:: EXTRACTED INFORMATION ::
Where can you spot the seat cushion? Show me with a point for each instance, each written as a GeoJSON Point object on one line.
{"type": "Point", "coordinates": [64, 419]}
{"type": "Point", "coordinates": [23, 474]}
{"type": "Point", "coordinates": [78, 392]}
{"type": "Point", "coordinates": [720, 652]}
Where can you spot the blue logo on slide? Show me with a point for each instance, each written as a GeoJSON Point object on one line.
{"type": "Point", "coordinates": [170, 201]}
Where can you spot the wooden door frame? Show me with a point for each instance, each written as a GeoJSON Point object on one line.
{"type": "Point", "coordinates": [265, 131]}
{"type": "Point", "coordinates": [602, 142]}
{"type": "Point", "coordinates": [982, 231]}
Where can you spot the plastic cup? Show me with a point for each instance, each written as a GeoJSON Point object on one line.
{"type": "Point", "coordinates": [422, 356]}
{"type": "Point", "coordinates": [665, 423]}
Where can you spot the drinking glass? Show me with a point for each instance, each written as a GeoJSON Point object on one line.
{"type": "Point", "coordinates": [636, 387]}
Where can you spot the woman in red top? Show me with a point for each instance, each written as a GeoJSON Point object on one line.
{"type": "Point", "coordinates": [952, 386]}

:: TASK OBJECTIVE ::
Could you format every line of the rows above as a JSON list of strings, one string per line, with blank lines left out?

:: SOLUTION TO THIS PROBLEM ::
[
  "Where can you spot the seat cushion? Show me with a point for each instance, each written as a GeoJSON Point object on one line.",
  "{\"type\": \"Point\", \"coordinates\": [64, 419]}",
  "{\"type\": \"Point\", \"coordinates\": [23, 474]}",
  "{\"type\": \"Point\", \"coordinates\": [78, 392]}",
  "{\"type\": \"Point\", \"coordinates\": [720, 652]}",
  "Where can you spot the blue logo on slide? Show me with a point for each instance, each written as a GeoJSON Point object on one line.",
  "{\"type\": \"Point\", \"coordinates\": [170, 201]}",
  "Where can you spot the wooden door frame? Show me with a point for each instance, each written as a GeoJSON Point object on one line.",
  "{\"type\": \"Point\", \"coordinates\": [265, 131]}",
  "{\"type\": \"Point\", \"coordinates\": [602, 142]}",
  "{\"type\": \"Point\", \"coordinates\": [982, 231]}",
  "Where can you spot the plastic cup? Show me with a point for each instance, each written as a GeoJSON Point object on one line.",
  "{\"type\": \"Point\", \"coordinates\": [422, 356]}",
  "{\"type\": \"Point\", \"coordinates\": [665, 423]}",
  "Where can you spot the drinking glass? Show me with a point for each instance, each written as a GeoJSON Point object on one line.",
  "{\"type\": \"Point\", \"coordinates\": [636, 387]}",
  "Where can you spot the woman in red top? Show me with a point for each instance, each written as a GeoJSON Point object on one line.",
  "{\"type\": \"Point\", \"coordinates\": [952, 386]}"
]